The exercise asks for every line of the data to be reproduced exactly.

----

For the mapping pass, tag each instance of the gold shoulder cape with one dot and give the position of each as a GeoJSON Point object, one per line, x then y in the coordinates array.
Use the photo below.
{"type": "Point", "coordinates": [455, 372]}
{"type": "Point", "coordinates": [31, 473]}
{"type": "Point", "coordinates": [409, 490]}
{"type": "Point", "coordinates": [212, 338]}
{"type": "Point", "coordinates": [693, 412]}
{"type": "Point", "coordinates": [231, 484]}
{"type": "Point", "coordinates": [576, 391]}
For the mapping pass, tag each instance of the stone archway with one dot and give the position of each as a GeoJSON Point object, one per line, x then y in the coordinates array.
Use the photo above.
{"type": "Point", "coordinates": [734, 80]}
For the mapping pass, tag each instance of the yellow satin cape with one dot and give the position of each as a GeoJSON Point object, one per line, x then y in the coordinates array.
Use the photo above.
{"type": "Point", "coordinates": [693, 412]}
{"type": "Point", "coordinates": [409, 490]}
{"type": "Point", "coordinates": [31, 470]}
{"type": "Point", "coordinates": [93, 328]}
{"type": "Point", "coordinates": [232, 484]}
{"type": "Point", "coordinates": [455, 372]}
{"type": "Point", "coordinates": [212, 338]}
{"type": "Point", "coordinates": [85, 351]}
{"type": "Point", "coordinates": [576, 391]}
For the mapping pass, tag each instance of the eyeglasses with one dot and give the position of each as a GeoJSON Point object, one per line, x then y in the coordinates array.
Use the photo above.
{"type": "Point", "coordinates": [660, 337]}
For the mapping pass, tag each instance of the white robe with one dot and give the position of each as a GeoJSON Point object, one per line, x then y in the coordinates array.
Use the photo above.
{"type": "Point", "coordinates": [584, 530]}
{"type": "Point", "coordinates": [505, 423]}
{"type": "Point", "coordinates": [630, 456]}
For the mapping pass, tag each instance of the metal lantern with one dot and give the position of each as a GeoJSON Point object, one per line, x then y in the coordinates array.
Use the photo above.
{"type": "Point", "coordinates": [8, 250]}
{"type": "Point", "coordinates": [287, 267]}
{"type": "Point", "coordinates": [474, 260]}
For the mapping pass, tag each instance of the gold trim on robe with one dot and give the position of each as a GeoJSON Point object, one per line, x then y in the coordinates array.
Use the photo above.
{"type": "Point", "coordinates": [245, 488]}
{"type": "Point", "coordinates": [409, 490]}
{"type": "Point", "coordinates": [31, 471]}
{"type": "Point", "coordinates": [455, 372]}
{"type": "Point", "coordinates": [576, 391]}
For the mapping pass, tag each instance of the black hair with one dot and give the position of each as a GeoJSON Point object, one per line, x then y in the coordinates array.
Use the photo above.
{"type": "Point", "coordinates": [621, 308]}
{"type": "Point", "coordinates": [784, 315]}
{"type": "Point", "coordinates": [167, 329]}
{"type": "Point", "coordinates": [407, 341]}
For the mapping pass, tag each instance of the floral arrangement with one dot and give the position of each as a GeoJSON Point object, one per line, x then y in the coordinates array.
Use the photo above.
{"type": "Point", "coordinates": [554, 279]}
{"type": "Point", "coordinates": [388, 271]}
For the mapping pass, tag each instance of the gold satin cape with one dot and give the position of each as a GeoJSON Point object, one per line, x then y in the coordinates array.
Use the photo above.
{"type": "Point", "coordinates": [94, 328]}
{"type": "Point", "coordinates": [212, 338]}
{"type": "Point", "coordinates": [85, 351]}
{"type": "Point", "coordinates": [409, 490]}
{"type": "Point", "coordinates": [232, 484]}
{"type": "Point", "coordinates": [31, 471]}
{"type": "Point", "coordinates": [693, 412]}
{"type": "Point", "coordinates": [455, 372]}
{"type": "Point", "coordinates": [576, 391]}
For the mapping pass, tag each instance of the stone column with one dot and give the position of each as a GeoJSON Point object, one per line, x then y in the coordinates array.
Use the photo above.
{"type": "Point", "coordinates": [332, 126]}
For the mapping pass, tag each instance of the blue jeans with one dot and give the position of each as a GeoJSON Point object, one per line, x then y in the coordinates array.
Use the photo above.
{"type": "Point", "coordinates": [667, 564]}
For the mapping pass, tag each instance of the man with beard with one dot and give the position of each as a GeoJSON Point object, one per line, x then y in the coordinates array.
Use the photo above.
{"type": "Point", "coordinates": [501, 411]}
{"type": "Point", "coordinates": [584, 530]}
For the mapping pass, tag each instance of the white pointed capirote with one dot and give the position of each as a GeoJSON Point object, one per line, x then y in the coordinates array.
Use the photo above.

----

§ **Exercise answer**
For the mapping pass, tag each instance of the gold shoulder cape with one dot and give the position of each as a GeoJSON Point object, one per line, x then y in the coordinates array.
Use the photo below.
{"type": "Point", "coordinates": [455, 372]}
{"type": "Point", "coordinates": [31, 473]}
{"type": "Point", "coordinates": [409, 490]}
{"type": "Point", "coordinates": [212, 338]}
{"type": "Point", "coordinates": [693, 412]}
{"type": "Point", "coordinates": [231, 484]}
{"type": "Point", "coordinates": [576, 391]}
For the mapping pass, tag each instance of the stone archway with one dot and give the position of each as a GeoJSON Point object, one per line, x then y in the coordinates array.
Use the photo above.
{"type": "Point", "coordinates": [734, 80]}
For the mapping pass, tag each instance of the yellow satin cape with one dot and give the position of each as a GeoJSON Point object, one per line, x then y in the coordinates array.
Use the photo above.
{"type": "Point", "coordinates": [693, 412]}
{"type": "Point", "coordinates": [409, 490]}
{"type": "Point", "coordinates": [31, 470]}
{"type": "Point", "coordinates": [93, 328]}
{"type": "Point", "coordinates": [232, 484]}
{"type": "Point", "coordinates": [455, 372]}
{"type": "Point", "coordinates": [212, 338]}
{"type": "Point", "coordinates": [85, 351]}
{"type": "Point", "coordinates": [576, 391]}
For the mapping pass, tag each instance of the eyeglasses with one dot and give the position of each as a GeoJSON Point object, one per line, x then y in the coordinates array.
Use the photo above.
{"type": "Point", "coordinates": [660, 337]}
For the mapping pass, tag each instance of the white robe with one dot and give the position of each as a GeoJSON Point object, one per line, x then y in the coordinates array.
Use the photo above.
{"type": "Point", "coordinates": [584, 530]}
{"type": "Point", "coordinates": [505, 423]}
{"type": "Point", "coordinates": [630, 456]}
For the mapping pass, tag each instance of the metal lantern with one dot and give the position of each as a GeoJSON Point object, one per line, x then y in the coordinates array.
Use the photo above.
{"type": "Point", "coordinates": [8, 250]}
{"type": "Point", "coordinates": [287, 267]}
{"type": "Point", "coordinates": [474, 260]}
For the mapping pass, tag each instance of the gold trim on robe with one dot and give the position of each as a GeoJSON Point object, one per line, x then y in the coordinates array.
Use the photo above.
{"type": "Point", "coordinates": [245, 488]}
{"type": "Point", "coordinates": [409, 490]}
{"type": "Point", "coordinates": [31, 471]}
{"type": "Point", "coordinates": [455, 372]}
{"type": "Point", "coordinates": [576, 391]}
For the mapping pass, tag each instance of the black hair with one dot and give the position of each as a GeoJSON Point object, one per line, x then y in the coordinates array.
Use the photo above.
{"type": "Point", "coordinates": [621, 308]}
{"type": "Point", "coordinates": [784, 315]}
{"type": "Point", "coordinates": [167, 329]}
{"type": "Point", "coordinates": [407, 341]}
For the mapping pass, tag each instance of the floral arrangement with one dot and give the position of each as a GeoJSON Point object, one per line, x then y in the coordinates array.
Use the photo above.
{"type": "Point", "coordinates": [554, 279]}
{"type": "Point", "coordinates": [388, 271]}
For the mapping pass, tag each instance of the gold satin cape with one dot and give the position of each as a GeoJSON Point object, one per line, x then y in the coordinates array.
Use the photo above.
{"type": "Point", "coordinates": [94, 328]}
{"type": "Point", "coordinates": [212, 338]}
{"type": "Point", "coordinates": [85, 351]}
{"type": "Point", "coordinates": [409, 490]}
{"type": "Point", "coordinates": [232, 484]}
{"type": "Point", "coordinates": [31, 471]}
{"type": "Point", "coordinates": [693, 412]}
{"type": "Point", "coordinates": [455, 372]}
{"type": "Point", "coordinates": [576, 391]}
For the mapping pass, tag each instance of the stone column with one dot and give the position of each as a GeoJSON Point object, one per line, x then y in the coordinates array.
Use the photo above.
{"type": "Point", "coordinates": [332, 126]}
For the mapping pass, tag each instance of the blue jeans with one dot and give the position of each as a GeoJSON Point object, one per line, x then y in the coordinates array.
Use the photo above.
{"type": "Point", "coordinates": [667, 564]}
For the mapping pass, tag each instance of the man with beard with one dot and give the position of each as a GeoJSON Point object, one per line, x then y in the coordinates array.
Use the photo above.
{"type": "Point", "coordinates": [501, 411]}
{"type": "Point", "coordinates": [584, 530]}
For the mapping pass, tag each instance of the white pointed capirote with one dot and give the position of each as a GeoJSON Point object, one per line, x then y in the coordinates array.
Use the photo above.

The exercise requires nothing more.